## Source excerpt

Onshore winds, blowing from the sea towards the land, are particularly effective at driving waves towards the coast. If winds blow at an oblique angle towards the coast, the resultant waves will also approach obliquely and generate longshore drift.
Wind is a moving force and as such is able to carry out erosion, transportation and deposition itself. These aeolian processes contribute to the shaping of many coastal landforms.
Waves
A wave possesses potential energy as a result of its position above the wave trough, and kinetic energy caused by the motion of the water within the wave. It is important to realise that moving waves do not move the water forward, but rather the waves impart a circular motion to the individual water molecules.
A ball floating in the sea is an example of this phenomenon. As a moving wave passes beneath the ball, it rises and falls but does not move horizontally across the water surface.
The amount of energy in a wave in deep water formula
P = H²T
P is the power in kilowatts per metre of wave front
H is the wave height in metres
T is the time interval between wave crests in seconds, known as wave period
Swell waves
A wave with a long wavelength, low height and steepness. It has a wave period of up to 20 seconds.
Storm wave
A wave generated locally by high wind energy. It has a short wavelength, greater height and a shorter wave period.
Wave period
The time interval between wave crests in seconds.
Properties of Atlantic Ocean waves
Wave height (m): 5.0
Wave period (sec): 8
Energy (kW per m): 200
Properties of English Channel waves
Wave height (m): 0.6
Wave period (sec): 6
Energy (kW per m): 2.16
Types of breaking waves
-Spilling (Steep waves breaking onto gently sloping beaches; water spills gently forward as the wave breaks)
-Plunging (Moderately steep waves breaking onto steep beaches; water plunges vertically downwards as the crust curls over)
-Surging (Low-angle waves breaking onto steep beaches; the wave slides forward and may not actually break)
Spilling wave
Steep waves breaking onto gently sloping beaches; water spills gently forward as the wave breaks.
Plunging wave
Moderately steep waves breaking onto steep beaches; water plunges vertically downwards as the crust curls over.
Surging wave
Low-angle waves breaking onto steep beaches; the wave slides forward and may not actually break.
Tides
The periodic rise and fall of the sea surface and are produced by the gravitational pull of the Moon and, to a lesser extent, the Sun. The Moon pulls the water towards it, creating a high tide, and there is a compensatory bulge on the opposite side of the Earth. At locations between the two bulges, there will be a low tide. As the Moon orbits the Earth, the high tides follow it. The highest tides will occur when the Moon, Sun and Earth are all aligned and so the gravitational pull is at its strongest. This happens twice each lunar month and results in spring tides with a high tidal range. Also twice a month, the Moon and the Sun are at right angles to each other and the gravitational pull is therefore at its weakest, producing neap tides with a low range.

## Dataset
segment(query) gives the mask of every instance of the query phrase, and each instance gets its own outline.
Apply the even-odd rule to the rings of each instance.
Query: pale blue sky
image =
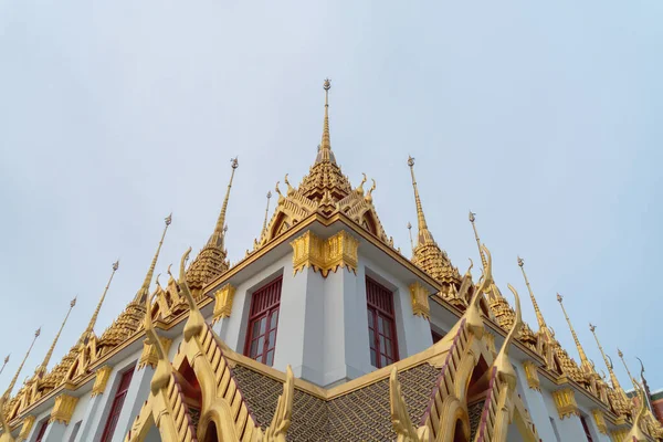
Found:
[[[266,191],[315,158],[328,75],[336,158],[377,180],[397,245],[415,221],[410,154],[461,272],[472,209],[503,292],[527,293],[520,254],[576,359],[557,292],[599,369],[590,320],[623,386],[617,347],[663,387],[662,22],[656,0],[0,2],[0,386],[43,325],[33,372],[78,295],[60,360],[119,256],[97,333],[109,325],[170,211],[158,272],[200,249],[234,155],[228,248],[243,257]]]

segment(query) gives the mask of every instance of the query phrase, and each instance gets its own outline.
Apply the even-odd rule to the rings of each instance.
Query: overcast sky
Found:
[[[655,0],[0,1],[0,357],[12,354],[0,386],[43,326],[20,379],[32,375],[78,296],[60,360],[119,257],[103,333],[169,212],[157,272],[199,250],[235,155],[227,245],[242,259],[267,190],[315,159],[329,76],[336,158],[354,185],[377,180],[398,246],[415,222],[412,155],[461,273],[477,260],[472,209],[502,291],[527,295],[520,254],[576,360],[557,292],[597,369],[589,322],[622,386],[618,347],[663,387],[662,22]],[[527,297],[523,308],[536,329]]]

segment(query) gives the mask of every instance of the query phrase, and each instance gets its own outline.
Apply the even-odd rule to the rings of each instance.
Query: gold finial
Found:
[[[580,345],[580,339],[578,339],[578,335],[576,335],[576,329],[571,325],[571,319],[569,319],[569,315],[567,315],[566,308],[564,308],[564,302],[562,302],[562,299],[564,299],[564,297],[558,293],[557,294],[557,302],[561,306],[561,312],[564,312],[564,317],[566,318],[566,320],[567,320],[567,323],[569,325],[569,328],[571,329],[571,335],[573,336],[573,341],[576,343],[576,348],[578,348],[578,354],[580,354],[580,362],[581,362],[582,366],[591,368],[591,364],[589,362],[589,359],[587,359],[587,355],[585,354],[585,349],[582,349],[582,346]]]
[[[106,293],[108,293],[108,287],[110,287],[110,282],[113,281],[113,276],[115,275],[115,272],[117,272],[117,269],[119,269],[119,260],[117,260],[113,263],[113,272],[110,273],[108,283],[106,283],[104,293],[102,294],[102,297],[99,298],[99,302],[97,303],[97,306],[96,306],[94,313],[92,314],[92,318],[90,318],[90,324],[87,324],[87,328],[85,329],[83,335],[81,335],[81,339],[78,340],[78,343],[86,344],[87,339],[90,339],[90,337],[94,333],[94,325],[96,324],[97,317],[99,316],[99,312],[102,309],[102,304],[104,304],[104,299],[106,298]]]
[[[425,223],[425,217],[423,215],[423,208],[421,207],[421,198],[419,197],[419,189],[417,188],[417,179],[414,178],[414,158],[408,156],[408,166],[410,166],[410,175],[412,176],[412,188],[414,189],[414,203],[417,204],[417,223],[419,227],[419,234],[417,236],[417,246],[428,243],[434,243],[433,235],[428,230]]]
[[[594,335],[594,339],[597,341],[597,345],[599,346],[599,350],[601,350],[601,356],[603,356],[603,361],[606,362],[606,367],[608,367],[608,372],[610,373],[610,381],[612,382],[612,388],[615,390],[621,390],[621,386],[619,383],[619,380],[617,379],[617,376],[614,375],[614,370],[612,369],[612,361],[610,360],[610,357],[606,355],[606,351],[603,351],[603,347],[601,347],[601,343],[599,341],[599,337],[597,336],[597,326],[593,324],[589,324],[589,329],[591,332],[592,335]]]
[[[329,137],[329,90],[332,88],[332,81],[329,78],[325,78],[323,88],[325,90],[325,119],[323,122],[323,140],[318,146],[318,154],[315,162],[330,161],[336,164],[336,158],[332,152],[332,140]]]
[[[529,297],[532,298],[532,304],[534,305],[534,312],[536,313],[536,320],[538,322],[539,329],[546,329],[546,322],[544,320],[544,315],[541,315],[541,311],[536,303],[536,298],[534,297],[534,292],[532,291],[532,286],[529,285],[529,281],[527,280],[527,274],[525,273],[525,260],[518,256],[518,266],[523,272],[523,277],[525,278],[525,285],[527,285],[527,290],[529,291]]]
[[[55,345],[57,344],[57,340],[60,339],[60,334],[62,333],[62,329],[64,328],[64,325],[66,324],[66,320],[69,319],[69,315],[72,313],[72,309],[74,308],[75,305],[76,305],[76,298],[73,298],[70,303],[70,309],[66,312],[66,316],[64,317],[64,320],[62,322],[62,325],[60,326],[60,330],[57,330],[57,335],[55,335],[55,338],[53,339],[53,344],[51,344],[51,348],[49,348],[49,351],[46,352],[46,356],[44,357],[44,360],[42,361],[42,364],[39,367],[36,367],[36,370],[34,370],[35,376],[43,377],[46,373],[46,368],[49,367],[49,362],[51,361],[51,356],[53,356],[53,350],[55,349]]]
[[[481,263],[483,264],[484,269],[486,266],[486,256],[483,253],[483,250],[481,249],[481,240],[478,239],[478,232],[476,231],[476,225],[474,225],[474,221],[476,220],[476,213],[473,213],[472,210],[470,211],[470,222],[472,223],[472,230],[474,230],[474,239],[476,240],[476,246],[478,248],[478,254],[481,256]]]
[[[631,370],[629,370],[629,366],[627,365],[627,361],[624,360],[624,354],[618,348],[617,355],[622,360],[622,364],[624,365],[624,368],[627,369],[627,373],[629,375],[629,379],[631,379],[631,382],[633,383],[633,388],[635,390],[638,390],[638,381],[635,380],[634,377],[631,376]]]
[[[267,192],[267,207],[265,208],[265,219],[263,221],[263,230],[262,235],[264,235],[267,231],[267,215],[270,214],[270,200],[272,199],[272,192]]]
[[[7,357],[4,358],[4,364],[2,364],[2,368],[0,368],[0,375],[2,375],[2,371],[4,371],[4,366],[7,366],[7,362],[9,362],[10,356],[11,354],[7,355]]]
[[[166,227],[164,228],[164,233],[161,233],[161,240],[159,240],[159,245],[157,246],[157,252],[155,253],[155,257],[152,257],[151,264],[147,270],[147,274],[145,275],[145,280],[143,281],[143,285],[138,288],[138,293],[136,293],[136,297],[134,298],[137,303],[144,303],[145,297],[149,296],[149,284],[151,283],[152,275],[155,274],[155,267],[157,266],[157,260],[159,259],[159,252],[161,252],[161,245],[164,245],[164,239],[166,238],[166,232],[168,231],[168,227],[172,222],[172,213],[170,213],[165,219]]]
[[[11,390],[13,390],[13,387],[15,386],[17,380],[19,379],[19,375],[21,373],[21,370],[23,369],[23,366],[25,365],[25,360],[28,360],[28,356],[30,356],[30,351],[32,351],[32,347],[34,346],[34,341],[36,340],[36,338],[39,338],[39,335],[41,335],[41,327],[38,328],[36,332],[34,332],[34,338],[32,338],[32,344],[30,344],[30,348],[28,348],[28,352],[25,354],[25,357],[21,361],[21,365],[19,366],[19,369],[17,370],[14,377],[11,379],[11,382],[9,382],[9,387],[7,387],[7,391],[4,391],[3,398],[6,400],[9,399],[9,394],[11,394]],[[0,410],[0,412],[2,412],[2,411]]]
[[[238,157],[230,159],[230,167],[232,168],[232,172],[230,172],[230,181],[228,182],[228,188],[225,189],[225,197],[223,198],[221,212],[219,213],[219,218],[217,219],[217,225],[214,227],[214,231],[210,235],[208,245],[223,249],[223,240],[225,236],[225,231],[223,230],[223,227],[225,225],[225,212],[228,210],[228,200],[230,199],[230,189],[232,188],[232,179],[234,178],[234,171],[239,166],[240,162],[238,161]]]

## Exercise A
Quote the coastal processes excerpt from "-Surging (Low-angle waves" to "crust curls over.".
## Exercise B
In the coastal processes excerpt, what is the longest wave period a swell wave can have?

## Complete output A
-Surging (Low-angle waves breaking onto steep beaches; the wave slides forward and may not actually break)
Spilling wave
Steep waves breaking onto gently sloping beaches; water spills gently forward as the wave breaks.
Plunging wave
Moderately steep waves breaking onto steep beaches; water plunges vertically downwards as the crust curls over.

## Complete output B
Up to 20 seconds.